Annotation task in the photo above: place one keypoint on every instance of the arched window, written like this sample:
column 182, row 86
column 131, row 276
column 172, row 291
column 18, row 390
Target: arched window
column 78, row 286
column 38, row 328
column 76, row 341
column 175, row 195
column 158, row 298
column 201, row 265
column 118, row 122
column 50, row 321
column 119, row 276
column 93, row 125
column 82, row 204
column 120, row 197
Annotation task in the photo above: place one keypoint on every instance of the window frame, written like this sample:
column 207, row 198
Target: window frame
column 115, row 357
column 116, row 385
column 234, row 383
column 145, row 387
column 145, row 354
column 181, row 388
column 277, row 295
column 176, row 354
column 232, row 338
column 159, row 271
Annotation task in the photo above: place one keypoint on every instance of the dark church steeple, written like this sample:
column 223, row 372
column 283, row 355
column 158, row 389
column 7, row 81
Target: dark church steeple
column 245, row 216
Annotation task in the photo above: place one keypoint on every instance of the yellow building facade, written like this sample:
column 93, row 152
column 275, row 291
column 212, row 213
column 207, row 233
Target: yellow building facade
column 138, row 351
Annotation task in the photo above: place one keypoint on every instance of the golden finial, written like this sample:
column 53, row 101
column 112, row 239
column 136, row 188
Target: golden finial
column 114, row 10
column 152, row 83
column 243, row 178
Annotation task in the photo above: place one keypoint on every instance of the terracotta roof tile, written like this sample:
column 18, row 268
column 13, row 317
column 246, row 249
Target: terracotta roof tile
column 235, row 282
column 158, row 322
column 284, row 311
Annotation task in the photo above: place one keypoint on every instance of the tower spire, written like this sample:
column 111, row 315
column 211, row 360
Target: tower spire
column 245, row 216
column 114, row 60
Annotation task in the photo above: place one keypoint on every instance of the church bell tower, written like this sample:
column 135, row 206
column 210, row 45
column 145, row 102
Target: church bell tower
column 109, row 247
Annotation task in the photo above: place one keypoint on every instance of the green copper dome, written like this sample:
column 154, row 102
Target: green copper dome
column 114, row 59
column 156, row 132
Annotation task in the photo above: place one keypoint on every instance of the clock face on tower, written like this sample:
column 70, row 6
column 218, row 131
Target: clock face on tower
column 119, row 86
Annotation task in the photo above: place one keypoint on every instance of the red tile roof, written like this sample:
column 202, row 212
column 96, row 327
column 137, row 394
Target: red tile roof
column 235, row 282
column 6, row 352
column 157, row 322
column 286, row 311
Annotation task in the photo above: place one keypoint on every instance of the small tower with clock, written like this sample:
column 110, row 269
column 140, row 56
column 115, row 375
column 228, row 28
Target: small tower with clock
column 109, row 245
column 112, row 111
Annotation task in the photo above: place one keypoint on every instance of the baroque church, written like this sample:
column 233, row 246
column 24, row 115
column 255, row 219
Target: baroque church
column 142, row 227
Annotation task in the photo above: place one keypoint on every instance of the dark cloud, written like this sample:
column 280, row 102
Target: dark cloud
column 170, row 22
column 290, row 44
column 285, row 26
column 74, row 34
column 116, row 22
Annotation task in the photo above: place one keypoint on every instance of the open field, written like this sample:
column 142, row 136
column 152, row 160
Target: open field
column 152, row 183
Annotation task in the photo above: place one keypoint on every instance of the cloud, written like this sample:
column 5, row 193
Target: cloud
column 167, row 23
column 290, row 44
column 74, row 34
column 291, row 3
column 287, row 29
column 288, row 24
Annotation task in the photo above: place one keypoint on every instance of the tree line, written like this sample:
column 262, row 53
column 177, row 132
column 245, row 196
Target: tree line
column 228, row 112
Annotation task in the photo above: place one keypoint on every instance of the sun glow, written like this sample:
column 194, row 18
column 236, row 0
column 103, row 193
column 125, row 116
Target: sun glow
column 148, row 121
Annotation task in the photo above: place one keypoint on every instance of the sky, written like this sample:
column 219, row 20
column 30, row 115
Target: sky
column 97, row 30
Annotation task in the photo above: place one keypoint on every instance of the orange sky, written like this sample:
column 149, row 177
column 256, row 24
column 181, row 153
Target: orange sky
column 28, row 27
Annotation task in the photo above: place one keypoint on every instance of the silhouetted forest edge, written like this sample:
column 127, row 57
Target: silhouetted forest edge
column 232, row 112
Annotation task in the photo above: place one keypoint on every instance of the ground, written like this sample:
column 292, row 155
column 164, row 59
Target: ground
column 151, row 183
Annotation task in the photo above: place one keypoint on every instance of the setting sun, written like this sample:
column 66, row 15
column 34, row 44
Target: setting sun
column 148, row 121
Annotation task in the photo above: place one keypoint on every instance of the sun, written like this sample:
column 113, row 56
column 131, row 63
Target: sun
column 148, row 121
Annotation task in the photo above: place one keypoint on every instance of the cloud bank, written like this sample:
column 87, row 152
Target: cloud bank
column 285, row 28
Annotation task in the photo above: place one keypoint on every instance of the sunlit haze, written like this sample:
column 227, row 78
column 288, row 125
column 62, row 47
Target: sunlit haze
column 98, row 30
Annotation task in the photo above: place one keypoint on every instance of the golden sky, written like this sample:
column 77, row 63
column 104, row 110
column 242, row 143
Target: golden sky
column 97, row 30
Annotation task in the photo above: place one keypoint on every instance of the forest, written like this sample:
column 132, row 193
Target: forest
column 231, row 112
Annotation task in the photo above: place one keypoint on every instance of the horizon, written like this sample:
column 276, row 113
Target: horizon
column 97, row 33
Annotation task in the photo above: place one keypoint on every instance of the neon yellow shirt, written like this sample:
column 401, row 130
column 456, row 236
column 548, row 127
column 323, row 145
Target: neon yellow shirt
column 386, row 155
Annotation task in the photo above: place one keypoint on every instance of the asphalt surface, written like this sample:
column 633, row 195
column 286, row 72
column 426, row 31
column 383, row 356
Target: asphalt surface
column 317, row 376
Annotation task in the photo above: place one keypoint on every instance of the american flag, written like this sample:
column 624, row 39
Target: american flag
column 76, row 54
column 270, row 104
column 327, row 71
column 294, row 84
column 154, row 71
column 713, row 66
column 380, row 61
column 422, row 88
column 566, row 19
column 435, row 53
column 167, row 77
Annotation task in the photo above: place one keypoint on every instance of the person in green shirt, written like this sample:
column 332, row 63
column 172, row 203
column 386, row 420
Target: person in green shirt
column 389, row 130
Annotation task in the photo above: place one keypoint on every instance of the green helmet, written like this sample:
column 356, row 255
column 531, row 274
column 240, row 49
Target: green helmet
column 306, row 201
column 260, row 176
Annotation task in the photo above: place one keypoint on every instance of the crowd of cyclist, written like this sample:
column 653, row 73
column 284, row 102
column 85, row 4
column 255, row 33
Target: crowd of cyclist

» Short problem: Rewrite all of the data above, changing every "keypoint" to "marker" and leaving everything else as it is.

» Exercise solution:
Annotation task in the photo above: place one marker on every instance of the arched window, written like this sample:
column 182, row 86
column 131, row 276
column 172, row 291
column 18, row 390
Target: arched window
column 78, row 286
column 38, row 328
column 76, row 341
column 175, row 195
column 158, row 298
column 201, row 265
column 118, row 122
column 50, row 321
column 119, row 276
column 93, row 125
column 82, row 204
column 120, row 197
Annotation task in the photo above: place one marker on every instance of the window frame, written like this sample:
column 207, row 198
Target: window frame
column 115, row 357
column 116, row 385
column 234, row 383
column 145, row 387
column 145, row 354
column 181, row 388
column 277, row 295
column 176, row 354
column 232, row 338
column 159, row 271
Annotation task in the photo above: place one marker on every instance of the dark church steeple, written like this sample:
column 223, row 372
column 283, row 355
column 158, row 389
column 7, row 81
Target: dark church steeple
column 245, row 216
Annotation task in the photo above: place one marker on every instance of the yellow building facade, written like this sample:
column 93, row 152
column 275, row 291
column 212, row 213
column 207, row 233
Target: yellow building facade
column 138, row 351
Annotation task in the photo above: place one marker on every instance of the golden finial, written like this sample:
column 53, row 101
column 112, row 239
column 136, row 188
Target: golden finial
column 114, row 10
column 152, row 83
column 243, row 178
Annotation task in the photo above: place one marker on every instance of the terracotta roof tile, written like this sample:
column 18, row 268
column 13, row 317
column 246, row 249
Target: terracotta roof tile
column 235, row 282
column 158, row 322
column 284, row 311
Annotation task in the photo above: place one marker on every instance of the tower spire, written like this sample:
column 111, row 315
column 211, row 360
Target: tower spire
column 245, row 216
column 114, row 60
Annotation task in the photo above: place one marker on every instance of the church bell tower, written like this sample:
column 135, row 206
column 210, row 45
column 145, row 102
Target: church bell tower
column 109, row 247
Annotation task in the photo above: place one marker on every instance of the green copper dome, written like this sample:
column 154, row 102
Target: green copper dome
column 114, row 59
column 156, row 132
Annotation task in the photo above: place one marker on every instance of the clock face on tower, written like this sample:
column 70, row 6
column 218, row 131
Target: clock face on tower
column 119, row 86
Annotation task in the photo above: place one marker on every instance of the red tile roof, written like this sample:
column 202, row 212
column 96, row 327
column 137, row 394
Target: red tile roof
column 235, row 282
column 6, row 352
column 157, row 322
column 286, row 311
Annotation task in the photo above: place one marker on every instance of the small tower with clock, written like this sample:
column 110, row 269
column 140, row 56
column 115, row 375
column 228, row 28
Target: small tower with clock
column 109, row 245
column 112, row 111
Annotation task in the photo above: place one marker on every instance of the baroque church, written like this sample:
column 233, row 246
column 24, row 115
column 255, row 219
Target: baroque church
column 142, row 227
Annotation task in the photo above: place one marker on every instance of the dark cloud, written like this sample:
column 280, row 102
Target: dark cloud
column 170, row 22
column 290, row 44
column 285, row 26
column 74, row 34
column 116, row 22
Annotation task in the photo above: place one marker on every instance of the open field, written like this sample:
column 142, row 136
column 152, row 160
Target: open field
column 152, row 183
Annotation task in the photo above: place one marker on every instance of the cloud, written like this sample:
column 5, row 193
Target: cloud
column 167, row 23
column 290, row 44
column 74, row 34
column 291, row 3
column 287, row 29
column 288, row 24
Annotation task in the photo above: place one marker on every instance of the tree line, written like this sample:
column 262, row 53
column 177, row 132
column 245, row 196
Target: tree line
column 228, row 112
Annotation task in the photo above: place one marker on every instance of the sun glow, written like this sample:
column 194, row 18
column 236, row 0
column 103, row 193
column 125, row 116
Target: sun glow
column 148, row 121
Annotation task in the photo above: place one marker on every instance of the sky, written like this sample:
column 219, row 20
column 30, row 115
Target: sky
column 97, row 30
Annotation task in the photo above: place one marker on every instance of the orange sky, written like this sample:
column 149, row 177
column 256, row 24
column 181, row 153
Target: orange sky
column 28, row 27
Annotation task in the photo above: place one marker on every instance of the silhouetted forest edge, written like this sample:
column 127, row 57
Target: silhouetted forest edge
column 232, row 112
Annotation task in the photo above: place one marker on every instance of the ground, written like this sample:
column 292, row 155
column 164, row 59
Target: ground
column 151, row 183
Annotation task in the photo above: place one marker on every instance of the setting sun, written like this sample:
column 66, row 15
column 34, row 44
Target: setting sun
column 148, row 121
Annotation task in the photo above: place one marker on every instance of the sun, written like this sample:
column 113, row 56
column 131, row 63
Target: sun
column 148, row 121
Annotation task in the photo above: place one marker on every instance of the cloud bank, written like this sample:
column 87, row 152
Target: cloud bank
column 285, row 28
Annotation task in the photo above: place one marker on every instance of the sunlit haze, written like this sample:
column 227, row 78
column 288, row 125
column 62, row 47
Target: sunlit haze
column 98, row 30
Annotation task in the photo above: place one marker on every instance of the golden sky, written like this sample:
column 77, row 63
column 104, row 110
column 242, row 143
Target: golden sky
column 97, row 30
Annotation task in the photo above: place one marker on every instance of the forest, written like this sample:
column 132, row 193
Target: forest
column 231, row 112
Annotation task in the photo above: place one marker on every instance of the horizon, written like this sample:
column 276, row 113
Target: horizon
column 97, row 33
Annotation task in the photo above: place one marker on every instance of the neon yellow shirt, written like this sample:
column 401, row 130
column 456, row 236
column 548, row 127
column 323, row 145
Target: neon yellow shirt
column 386, row 155
Annotation task in the photo above: place one marker on every instance of the asphalt surface, written like this sample:
column 633, row 195
column 286, row 72
column 426, row 31
column 383, row 356
Target: asphalt surface
column 317, row 376
Annotation task in the photo above: place one marker on every instance of the american flag, written like this sample:
column 624, row 39
Target: american flag
column 76, row 54
column 270, row 104
column 327, row 71
column 294, row 84
column 154, row 71
column 713, row 66
column 380, row 61
column 422, row 88
column 566, row 19
column 435, row 53
column 167, row 77
Annotation task in the photo above: place one marker on every instance of the person in green shirt, written like this sample:
column 332, row 63
column 172, row 203
column 386, row 420
Target: person in green shirt
column 389, row 130
Annotation task in the photo above: place one marker on every instance of the green helmet, written like this sample:
column 356, row 255
column 531, row 274
column 240, row 49
Target: green helmet
column 306, row 201
column 260, row 176
Annotation task in the photo above: place one marker on every instance of the crowd of cyclist, written like this sample:
column 653, row 73
column 284, row 102
column 85, row 4
column 255, row 33
Target: crowd of cyclist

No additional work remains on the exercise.